Lay out the lines below as a Markdown table with columns No. and Line, starting at the line containing "Wildlife camera-trap request: tag the black gravel" and ending at the line containing "point(377, 195)", both included. Leave out blank lines.
===== Data provided =====
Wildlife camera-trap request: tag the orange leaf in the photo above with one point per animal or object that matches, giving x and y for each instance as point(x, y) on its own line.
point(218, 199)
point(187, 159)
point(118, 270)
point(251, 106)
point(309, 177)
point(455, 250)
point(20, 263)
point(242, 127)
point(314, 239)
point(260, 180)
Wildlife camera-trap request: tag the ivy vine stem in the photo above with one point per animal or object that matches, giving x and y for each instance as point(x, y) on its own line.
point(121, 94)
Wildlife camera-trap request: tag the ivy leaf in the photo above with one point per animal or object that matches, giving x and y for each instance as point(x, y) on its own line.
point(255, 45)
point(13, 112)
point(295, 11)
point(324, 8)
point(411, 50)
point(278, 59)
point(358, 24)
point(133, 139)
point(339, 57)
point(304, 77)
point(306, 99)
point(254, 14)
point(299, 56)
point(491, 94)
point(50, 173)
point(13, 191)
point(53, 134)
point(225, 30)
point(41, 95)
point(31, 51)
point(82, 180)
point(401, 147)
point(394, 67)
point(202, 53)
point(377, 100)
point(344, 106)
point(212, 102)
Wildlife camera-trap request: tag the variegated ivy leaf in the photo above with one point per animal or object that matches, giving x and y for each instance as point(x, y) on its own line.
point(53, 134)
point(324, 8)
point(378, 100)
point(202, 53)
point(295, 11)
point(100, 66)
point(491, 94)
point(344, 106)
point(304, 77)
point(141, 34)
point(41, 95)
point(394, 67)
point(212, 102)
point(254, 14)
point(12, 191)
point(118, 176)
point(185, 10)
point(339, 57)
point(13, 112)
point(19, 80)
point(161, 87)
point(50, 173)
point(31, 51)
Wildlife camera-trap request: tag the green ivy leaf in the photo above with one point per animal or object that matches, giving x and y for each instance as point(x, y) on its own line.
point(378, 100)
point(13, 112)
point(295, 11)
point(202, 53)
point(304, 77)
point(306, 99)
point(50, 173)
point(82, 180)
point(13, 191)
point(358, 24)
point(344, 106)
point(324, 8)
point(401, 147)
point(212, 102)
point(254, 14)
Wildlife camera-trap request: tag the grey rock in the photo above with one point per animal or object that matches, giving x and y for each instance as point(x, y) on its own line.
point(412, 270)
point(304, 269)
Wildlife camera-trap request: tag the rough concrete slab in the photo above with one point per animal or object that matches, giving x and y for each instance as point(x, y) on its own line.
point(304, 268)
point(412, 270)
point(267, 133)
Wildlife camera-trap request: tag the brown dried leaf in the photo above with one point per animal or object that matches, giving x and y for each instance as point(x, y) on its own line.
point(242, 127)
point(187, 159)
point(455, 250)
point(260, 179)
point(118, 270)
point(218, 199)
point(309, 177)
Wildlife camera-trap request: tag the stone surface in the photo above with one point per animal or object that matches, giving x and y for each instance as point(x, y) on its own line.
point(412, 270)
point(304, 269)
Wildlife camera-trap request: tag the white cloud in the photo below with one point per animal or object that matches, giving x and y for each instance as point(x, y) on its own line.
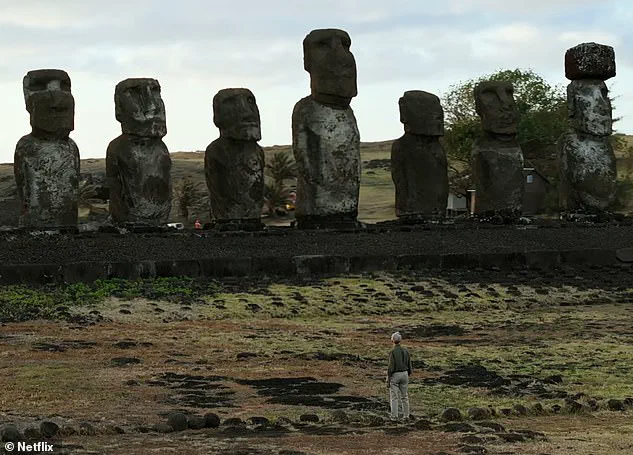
point(196, 47)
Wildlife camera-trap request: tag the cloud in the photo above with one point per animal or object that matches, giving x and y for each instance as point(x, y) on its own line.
point(196, 47)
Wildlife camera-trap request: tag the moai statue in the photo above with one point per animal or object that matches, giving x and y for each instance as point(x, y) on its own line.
point(46, 162)
point(496, 159)
point(234, 163)
point(138, 166)
point(418, 162)
point(587, 162)
point(325, 138)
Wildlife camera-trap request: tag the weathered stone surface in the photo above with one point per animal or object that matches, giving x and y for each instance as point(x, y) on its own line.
point(418, 161)
point(332, 67)
point(10, 433)
point(589, 107)
point(590, 61)
point(497, 167)
point(234, 163)
point(451, 415)
point(587, 172)
point(325, 137)
point(326, 146)
point(178, 421)
point(138, 166)
point(46, 162)
point(497, 159)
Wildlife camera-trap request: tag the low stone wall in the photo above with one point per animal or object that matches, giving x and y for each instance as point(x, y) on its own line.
point(37, 258)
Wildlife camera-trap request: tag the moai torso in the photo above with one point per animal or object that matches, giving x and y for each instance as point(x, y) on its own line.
point(138, 165)
point(234, 163)
point(325, 137)
point(587, 161)
point(497, 159)
point(136, 168)
point(46, 162)
point(235, 178)
point(326, 146)
point(418, 162)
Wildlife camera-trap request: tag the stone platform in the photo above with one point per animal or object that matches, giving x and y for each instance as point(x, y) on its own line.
point(38, 257)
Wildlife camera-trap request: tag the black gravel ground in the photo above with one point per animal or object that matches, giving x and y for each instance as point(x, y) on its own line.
point(28, 248)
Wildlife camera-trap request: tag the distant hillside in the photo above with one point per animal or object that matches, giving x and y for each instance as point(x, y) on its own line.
point(377, 195)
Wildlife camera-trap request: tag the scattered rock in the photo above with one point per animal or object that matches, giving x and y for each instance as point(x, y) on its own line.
point(49, 429)
point(472, 439)
point(555, 379)
point(32, 433)
point(234, 422)
point(125, 344)
point(312, 418)
point(340, 417)
point(573, 407)
point(475, 450)
point(177, 420)
point(615, 405)
point(196, 422)
point(511, 437)
point(162, 428)
point(10, 433)
point(87, 429)
point(451, 415)
point(123, 361)
point(245, 355)
point(423, 425)
point(497, 427)
point(478, 413)
point(458, 427)
point(256, 420)
point(211, 420)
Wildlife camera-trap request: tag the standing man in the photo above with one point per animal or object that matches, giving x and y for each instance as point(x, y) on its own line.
point(398, 377)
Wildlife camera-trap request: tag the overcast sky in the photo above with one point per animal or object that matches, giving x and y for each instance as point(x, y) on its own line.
point(197, 47)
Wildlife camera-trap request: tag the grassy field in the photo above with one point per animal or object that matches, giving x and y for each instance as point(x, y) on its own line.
point(539, 352)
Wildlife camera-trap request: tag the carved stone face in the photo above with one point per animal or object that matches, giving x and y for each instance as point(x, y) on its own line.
point(236, 114)
point(332, 67)
point(50, 102)
point(589, 107)
point(140, 108)
point(494, 102)
point(421, 113)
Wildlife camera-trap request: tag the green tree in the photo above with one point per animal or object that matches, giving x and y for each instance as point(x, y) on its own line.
point(542, 109)
point(189, 194)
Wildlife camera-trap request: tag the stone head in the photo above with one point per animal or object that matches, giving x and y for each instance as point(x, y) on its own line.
point(236, 115)
point(421, 113)
point(589, 107)
point(332, 67)
point(139, 107)
point(50, 102)
point(494, 102)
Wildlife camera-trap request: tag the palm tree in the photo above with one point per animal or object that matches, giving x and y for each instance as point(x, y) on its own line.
point(188, 194)
point(280, 169)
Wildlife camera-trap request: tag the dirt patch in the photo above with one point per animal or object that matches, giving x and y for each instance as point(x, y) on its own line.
point(307, 391)
point(195, 391)
point(511, 386)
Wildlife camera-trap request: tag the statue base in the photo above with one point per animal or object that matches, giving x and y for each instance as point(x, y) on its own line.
point(338, 221)
point(247, 225)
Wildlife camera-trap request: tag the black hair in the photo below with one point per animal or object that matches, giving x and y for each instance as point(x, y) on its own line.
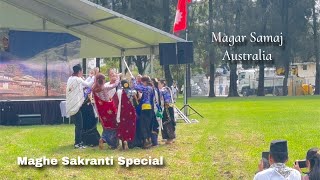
point(77, 68)
point(162, 81)
point(279, 157)
point(314, 157)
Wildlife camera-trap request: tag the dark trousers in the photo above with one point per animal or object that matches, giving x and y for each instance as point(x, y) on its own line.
point(78, 122)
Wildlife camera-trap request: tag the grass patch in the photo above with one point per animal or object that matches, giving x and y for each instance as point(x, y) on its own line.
point(226, 144)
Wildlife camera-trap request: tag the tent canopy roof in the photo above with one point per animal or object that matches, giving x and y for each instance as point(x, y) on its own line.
point(103, 33)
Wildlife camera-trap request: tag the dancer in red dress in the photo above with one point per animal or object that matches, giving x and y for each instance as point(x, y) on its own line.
point(126, 116)
point(106, 109)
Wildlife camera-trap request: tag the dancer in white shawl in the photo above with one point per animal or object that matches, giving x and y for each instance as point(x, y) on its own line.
point(74, 101)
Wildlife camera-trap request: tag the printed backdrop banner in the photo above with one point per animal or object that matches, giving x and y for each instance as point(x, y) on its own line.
point(36, 64)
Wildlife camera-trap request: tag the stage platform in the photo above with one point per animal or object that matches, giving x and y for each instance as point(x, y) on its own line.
point(48, 108)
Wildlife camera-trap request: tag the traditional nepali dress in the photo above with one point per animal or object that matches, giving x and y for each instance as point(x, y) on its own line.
point(126, 116)
point(107, 113)
point(156, 122)
point(146, 115)
point(90, 134)
point(168, 122)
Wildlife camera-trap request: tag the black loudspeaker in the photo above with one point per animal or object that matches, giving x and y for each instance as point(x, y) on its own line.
point(185, 52)
point(29, 119)
point(168, 53)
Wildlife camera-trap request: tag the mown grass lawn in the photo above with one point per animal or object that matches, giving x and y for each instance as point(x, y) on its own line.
point(226, 144)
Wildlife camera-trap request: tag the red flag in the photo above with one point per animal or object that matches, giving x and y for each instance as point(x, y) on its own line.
point(180, 22)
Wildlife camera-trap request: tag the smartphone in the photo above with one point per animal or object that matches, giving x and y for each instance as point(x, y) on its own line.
point(302, 163)
point(265, 159)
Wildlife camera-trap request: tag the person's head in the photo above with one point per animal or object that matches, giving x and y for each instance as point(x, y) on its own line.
point(111, 72)
point(313, 163)
point(145, 80)
point(278, 151)
point(113, 77)
point(77, 70)
point(91, 73)
point(162, 83)
point(100, 80)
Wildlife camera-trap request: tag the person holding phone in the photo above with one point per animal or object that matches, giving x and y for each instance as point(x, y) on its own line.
point(312, 163)
point(277, 158)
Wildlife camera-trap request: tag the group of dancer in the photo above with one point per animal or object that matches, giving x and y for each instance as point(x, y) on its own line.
point(131, 112)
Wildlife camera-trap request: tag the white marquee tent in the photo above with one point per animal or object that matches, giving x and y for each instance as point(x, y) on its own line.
point(103, 33)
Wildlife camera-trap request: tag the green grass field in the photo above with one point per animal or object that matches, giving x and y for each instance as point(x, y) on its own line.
point(226, 144)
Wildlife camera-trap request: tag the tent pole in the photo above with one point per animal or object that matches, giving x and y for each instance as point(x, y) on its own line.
point(84, 66)
point(151, 61)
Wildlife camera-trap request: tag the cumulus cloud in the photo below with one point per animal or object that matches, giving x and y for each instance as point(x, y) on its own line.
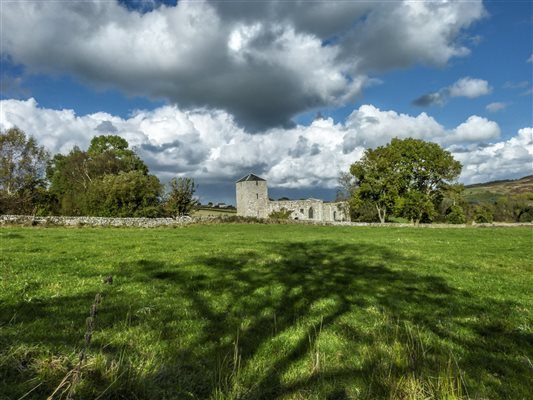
point(469, 87)
point(507, 159)
point(496, 106)
point(263, 62)
point(464, 87)
point(211, 147)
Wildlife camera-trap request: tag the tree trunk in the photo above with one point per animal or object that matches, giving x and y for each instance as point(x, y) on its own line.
point(381, 214)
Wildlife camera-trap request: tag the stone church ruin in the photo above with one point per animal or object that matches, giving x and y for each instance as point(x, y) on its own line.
point(253, 201)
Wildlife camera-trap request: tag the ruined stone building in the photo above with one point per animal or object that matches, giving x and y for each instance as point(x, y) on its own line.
point(253, 201)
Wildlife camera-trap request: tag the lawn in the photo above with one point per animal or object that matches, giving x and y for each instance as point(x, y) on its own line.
point(267, 312)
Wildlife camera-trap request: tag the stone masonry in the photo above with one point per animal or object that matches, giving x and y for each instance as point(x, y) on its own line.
point(252, 201)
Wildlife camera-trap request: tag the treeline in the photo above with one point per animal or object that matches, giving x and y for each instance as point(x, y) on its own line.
point(415, 181)
point(108, 179)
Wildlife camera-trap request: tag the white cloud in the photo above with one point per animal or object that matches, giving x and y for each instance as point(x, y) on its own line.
point(464, 87)
point(508, 159)
point(263, 62)
point(496, 106)
point(474, 129)
point(469, 87)
point(209, 146)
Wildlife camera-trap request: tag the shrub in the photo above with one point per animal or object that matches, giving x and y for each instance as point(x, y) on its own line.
point(483, 214)
point(282, 213)
point(455, 215)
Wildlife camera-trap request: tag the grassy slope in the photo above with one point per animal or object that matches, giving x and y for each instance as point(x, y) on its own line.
point(491, 191)
point(253, 311)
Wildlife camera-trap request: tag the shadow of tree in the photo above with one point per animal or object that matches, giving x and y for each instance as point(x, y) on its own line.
point(239, 324)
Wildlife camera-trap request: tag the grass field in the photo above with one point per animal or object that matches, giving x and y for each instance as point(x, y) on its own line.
point(267, 312)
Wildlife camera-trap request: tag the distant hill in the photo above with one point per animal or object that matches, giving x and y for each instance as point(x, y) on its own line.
point(491, 191)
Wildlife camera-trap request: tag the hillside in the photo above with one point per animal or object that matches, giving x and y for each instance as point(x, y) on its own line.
point(491, 191)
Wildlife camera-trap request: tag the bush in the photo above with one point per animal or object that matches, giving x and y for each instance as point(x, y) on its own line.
point(455, 215)
point(483, 214)
point(282, 213)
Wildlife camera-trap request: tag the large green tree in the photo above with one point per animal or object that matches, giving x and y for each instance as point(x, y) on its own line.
point(179, 199)
point(77, 176)
point(406, 177)
point(22, 165)
point(126, 194)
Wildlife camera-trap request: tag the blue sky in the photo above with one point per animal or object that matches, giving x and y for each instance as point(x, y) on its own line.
point(214, 90)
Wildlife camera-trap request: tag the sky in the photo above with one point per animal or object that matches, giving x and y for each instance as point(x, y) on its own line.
point(293, 91)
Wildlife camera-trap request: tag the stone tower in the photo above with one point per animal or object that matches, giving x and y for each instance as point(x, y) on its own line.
point(252, 197)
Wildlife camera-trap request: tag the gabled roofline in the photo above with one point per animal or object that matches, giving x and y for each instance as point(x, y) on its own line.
point(250, 177)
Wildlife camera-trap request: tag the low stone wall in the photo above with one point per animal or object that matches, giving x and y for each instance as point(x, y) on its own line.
point(28, 220)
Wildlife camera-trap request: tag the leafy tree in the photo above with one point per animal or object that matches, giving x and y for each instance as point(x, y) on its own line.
point(483, 213)
point(111, 155)
point(282, 213)
point(73, 175)
point(180, 199)
point(22, 165)
point(455, 215)
point(406, 176)
point(126, 194)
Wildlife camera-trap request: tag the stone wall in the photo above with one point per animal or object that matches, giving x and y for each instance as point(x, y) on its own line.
point(252, 199)
point(29, 220)
point(311, 210)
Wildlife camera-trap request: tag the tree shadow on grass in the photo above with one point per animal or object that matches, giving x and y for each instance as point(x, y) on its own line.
point(247, 324)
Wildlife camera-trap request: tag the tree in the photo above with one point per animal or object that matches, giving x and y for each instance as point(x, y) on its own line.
point(406, 176)
point(126, 194)
point(22, 165)
point(180, 199)
point(72, 175)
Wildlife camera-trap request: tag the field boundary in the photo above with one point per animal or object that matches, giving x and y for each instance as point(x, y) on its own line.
point(29, 220)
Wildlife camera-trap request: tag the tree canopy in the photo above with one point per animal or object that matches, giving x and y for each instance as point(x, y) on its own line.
point(406, 177)
point(22, 165)
point(107, 164)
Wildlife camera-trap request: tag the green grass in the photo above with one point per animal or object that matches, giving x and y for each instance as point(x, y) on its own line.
point(268, 312)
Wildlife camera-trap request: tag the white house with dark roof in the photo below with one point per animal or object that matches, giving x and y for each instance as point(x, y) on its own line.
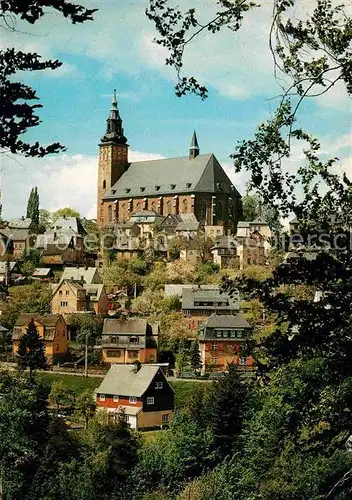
point(139, 394)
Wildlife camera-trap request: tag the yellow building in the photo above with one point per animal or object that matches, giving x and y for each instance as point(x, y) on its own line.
point(51, 328)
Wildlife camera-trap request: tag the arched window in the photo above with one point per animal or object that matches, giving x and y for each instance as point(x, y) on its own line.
point(203, 208)
point(220, 210)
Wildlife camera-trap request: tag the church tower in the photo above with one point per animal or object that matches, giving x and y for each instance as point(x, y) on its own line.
point(113, 157)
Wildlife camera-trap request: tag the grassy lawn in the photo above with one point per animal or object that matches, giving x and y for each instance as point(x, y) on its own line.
point(74, 382)
point(184, 391)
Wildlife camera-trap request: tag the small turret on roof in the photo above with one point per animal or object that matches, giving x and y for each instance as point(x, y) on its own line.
point(194, 147)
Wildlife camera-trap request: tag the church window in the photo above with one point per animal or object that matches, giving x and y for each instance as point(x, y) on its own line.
point(110, 213)
point(203, 208)
point(220, 210)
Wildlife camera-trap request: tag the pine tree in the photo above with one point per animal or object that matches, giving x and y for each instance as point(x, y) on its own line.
point(30, 204)
point(227, 408)
point(31, 351)
point(35, 207)
point(195, 359)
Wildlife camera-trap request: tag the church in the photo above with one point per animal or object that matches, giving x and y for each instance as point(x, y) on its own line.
point(193, 184)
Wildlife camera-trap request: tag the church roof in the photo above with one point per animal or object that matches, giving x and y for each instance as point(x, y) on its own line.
point(170, 176)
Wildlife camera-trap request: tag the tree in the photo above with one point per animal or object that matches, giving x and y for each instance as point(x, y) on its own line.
point(31, 351)
point(251, 207)
point(194, 355)
point(24, 421)
point(85, 407)
point(33, 206)
point(228, 404)
point(16, 112)
point(65, 212)
point(45, 220)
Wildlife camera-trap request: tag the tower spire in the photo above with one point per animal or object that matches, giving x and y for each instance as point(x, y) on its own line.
point(114, 130)
point(194, 147)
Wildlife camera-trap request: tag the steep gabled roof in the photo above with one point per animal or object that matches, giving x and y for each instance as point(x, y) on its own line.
point(226, 321)
point(171, 176)
point(122, 380)
point(85, 274)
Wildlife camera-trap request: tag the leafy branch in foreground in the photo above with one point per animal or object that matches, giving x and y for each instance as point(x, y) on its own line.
point(17, 115)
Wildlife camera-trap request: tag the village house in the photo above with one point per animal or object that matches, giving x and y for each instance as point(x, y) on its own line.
point(43, 274)
point(198, 303)
point(73, 296)
point(52, 329)
point(221, 341)
point(225, 252)
point(126, 340)
point(87, 275)
point(139, 394)
point(9, 271)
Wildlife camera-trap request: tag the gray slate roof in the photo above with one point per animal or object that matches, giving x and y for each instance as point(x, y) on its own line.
point(191, 296)
point(172, 175)
point(20, 223)
point(121, 380)
point(65, 224)
point(226, 321)
point(89, 275)
point(137, 326)
point(16, 234)
point(12, 266)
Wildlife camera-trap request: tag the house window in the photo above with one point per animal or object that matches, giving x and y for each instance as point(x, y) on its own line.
point(113, 354)
point(110, 213)
point(203, 208)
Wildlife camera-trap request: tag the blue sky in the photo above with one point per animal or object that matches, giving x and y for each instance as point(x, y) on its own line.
point(117, 51)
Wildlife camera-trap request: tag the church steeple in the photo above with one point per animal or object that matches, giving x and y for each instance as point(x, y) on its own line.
point(194, 148)
point(114, 130)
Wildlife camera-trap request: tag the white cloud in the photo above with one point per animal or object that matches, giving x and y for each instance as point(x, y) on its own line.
point(62, 181)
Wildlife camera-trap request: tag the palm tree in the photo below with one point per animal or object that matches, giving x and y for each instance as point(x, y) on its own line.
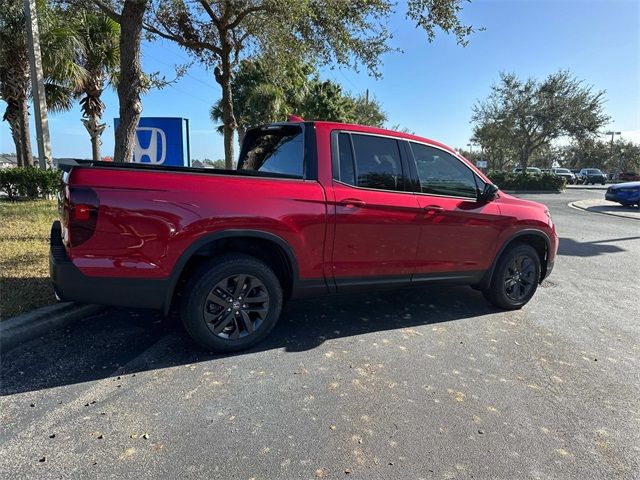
point(59, 47)
point(99, 57)
point(14, 78)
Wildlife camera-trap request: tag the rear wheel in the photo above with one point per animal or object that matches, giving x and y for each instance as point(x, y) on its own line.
point(231, 303)
point(515, 278)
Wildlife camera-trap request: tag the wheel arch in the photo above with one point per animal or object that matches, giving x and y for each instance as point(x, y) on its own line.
point(252, 242)
point(538, 239)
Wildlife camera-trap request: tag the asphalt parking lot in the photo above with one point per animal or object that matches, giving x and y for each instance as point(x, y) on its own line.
point(426, 383)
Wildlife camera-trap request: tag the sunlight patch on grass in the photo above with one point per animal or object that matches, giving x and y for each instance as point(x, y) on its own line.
point(24, 256)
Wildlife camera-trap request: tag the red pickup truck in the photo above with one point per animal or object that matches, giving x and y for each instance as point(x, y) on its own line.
point(313, 208)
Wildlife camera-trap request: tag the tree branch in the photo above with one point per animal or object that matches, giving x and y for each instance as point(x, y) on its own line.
point(207, 7)
point(241, 16)
point(107, 10)
point(180, 40)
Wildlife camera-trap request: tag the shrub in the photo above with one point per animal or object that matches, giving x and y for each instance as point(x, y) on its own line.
point(29, 182)
point(524, 181)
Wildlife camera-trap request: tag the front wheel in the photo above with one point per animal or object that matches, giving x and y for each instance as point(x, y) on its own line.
point(231, 303)
point(515, 278)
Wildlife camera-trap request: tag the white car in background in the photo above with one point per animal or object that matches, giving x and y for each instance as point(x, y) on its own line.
point(566, 174)
point(530, 170)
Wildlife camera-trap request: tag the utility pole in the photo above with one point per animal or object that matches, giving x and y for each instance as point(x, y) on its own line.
point(37, 84)
point(612, 133)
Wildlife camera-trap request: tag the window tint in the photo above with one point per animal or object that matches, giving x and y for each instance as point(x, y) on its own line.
point(274, 150)
point(443, 174)
point(377, 161)
point(347, 174)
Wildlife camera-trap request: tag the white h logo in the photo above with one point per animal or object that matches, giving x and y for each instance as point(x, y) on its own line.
point(151, 152)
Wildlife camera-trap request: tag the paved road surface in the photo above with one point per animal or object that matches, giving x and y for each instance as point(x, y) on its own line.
point(428, 383)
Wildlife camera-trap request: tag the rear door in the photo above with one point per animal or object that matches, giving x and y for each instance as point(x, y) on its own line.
point(458, 233)
point(377, 221)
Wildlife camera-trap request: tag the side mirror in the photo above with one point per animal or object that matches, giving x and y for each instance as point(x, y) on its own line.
point(489, 193)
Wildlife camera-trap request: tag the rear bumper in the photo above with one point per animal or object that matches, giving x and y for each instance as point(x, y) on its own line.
point(71, 284)
point(622, 197)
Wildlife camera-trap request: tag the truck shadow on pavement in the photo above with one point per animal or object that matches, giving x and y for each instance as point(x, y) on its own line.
point(573, 248)
point(126, 342)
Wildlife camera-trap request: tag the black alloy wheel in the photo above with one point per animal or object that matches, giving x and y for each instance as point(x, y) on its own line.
point(231, 302)
point(515, 278)
point(519, 277)
point(236, 307)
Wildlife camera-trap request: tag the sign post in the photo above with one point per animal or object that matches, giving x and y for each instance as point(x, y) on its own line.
point(162, 141)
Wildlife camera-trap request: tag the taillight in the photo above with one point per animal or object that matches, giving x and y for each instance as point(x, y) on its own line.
point(83, 214)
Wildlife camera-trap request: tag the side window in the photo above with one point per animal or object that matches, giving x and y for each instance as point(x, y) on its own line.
point(377, 162)
point(277, 151)
point(441, 173)
point(347, 173)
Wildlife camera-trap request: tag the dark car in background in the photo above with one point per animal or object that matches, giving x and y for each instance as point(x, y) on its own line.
point(628, 177)
point(626, 194)
point(565, 173)
point(592, 176)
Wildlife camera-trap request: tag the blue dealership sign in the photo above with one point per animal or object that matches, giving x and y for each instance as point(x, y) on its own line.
point(162, 141)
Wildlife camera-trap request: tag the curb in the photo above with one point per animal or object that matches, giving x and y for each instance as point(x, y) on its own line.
point(533, 192)
point(611, 214)
point(30, 325)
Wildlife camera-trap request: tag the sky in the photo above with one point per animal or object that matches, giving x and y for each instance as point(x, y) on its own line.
point(429, 88)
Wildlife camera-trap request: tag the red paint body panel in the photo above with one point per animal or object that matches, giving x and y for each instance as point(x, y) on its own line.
point(148, 218)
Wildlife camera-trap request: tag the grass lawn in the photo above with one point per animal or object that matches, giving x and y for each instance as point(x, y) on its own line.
point(24, 255)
=====
● **Expected answer**
| No. | Line |
|---|---|
| 1 | Wildlife camera-trap request: tag the black gravel ground in the photo above with one point per animal or object that matches, giving x and y for each instance as point(x, y) on its own line. |
| 2 | point(28, 248) |
| 3 | Wildlife camera-trap request: tag the distant hillside in the photo above with one point per animal or object that matches, giving x and y for each instance as point(x, y) on its own line. |
| 4 | point(377, 195) |